◆ Aufgelistete Einträge ◆
* * * * *

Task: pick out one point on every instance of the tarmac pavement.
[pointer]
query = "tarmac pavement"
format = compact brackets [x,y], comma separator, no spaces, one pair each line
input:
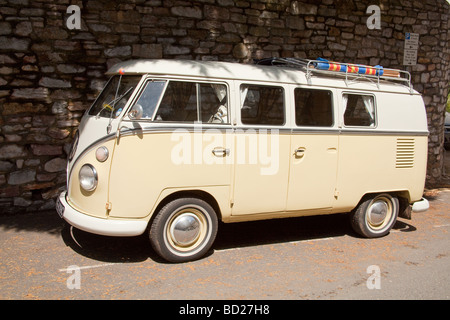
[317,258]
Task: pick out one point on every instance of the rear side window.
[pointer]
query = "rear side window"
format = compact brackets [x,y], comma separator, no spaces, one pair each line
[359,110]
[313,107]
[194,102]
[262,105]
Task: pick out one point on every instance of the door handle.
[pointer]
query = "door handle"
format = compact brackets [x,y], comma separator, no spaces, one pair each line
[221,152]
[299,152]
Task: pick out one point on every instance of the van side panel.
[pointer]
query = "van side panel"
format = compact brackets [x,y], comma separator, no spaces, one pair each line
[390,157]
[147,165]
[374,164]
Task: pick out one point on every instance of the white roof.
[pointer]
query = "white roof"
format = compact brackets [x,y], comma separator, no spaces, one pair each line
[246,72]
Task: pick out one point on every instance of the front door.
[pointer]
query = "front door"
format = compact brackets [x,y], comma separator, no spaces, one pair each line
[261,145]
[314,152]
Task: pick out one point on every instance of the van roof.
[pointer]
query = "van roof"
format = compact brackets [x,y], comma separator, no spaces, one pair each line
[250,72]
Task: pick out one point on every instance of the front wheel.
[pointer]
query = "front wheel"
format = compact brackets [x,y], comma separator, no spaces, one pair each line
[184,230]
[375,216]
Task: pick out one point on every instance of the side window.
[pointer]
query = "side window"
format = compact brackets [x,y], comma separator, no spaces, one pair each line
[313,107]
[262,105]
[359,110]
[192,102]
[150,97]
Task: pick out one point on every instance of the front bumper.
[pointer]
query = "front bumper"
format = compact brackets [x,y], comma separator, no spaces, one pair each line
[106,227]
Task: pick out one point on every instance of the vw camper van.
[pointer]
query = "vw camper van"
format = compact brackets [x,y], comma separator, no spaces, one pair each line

* * * * *

Formuliere alle Zeilen oben neu, indem du überall „tarmac pavement“ durch „asphalt road“ ersetzt und sonst nichts veränderst. Die Bilder gehören nicht in deine Antwort.

Task: pick out one point on every instance of the asphalt road.
[pointer]
query = "asphalt road"
format = compact brackets [x,y], comma separator, no spaces, one pair each line
input:
[317,258]
Task: pick out one point on every instance of the rear side window.
[pointer]
query = "rear side window"
format = compact brackets [x,y], comma separator, no spaces, one pair each line
[359,110]
[313,107]
[194,102]
[262,105]
Task: pick out one point on every instance of the door handle.
[pointer]
query = "door handle"
format = compact brackets [x,y], comma separator, no spaces, one pair each line
[221,152]
[299,152]
Task: pick out one point on every instance of the van side panel.
[pointer]
query = "van side panel"
format = compact brackets [x,y], comma separator, no spaces, one pair each line
[390,157]
[147,165]
[374,164]
Task: pick out one point on every instance of the white roof.
[pointer]
query = "white roof"
format = compact brackets [x,y], comma separator, no spaces, one pair each line
[246,72]
Task: pick out one point on every instance of the front door.
[pointer]
query = "front door"
format = compact brackets [x,y], comma separator, no spaces, one pair each line
[261,145]
[314,152]
Task: pick out one point on every instance of the van roof.
[pointer]
query = "van roof"
format = compact brackets [x,y], comma separator, no spaces, one pair each line
[250,72]
Task: pick out one point on every instance of the front wheel.
[pointer]
query = "front wheel"
format = compact brackets [x,y], comma separator, no spaces, one pair each line
[184,230]
[375,216]
Task: pick out one point on every instance of the side window.
[pointer]
query = "side window"
format = compact brackets [x,y], comma separator, no spaces, one pair each line
[313,107]
[262,105]
[359,110]
[192,102]
[150,97]
Task: pick out one point on every instance of the front bumper.
[pointer]
query = "front bumper"
format = compact brackets [x,y], comma separator, no spaces, one pair each line
[106,227]
Task: pick out one point on every instance of the vw camper van.
[pointer]
query = "vw camper van"
format = compact brackets [x,y], comma separator, no spaces, one pair each line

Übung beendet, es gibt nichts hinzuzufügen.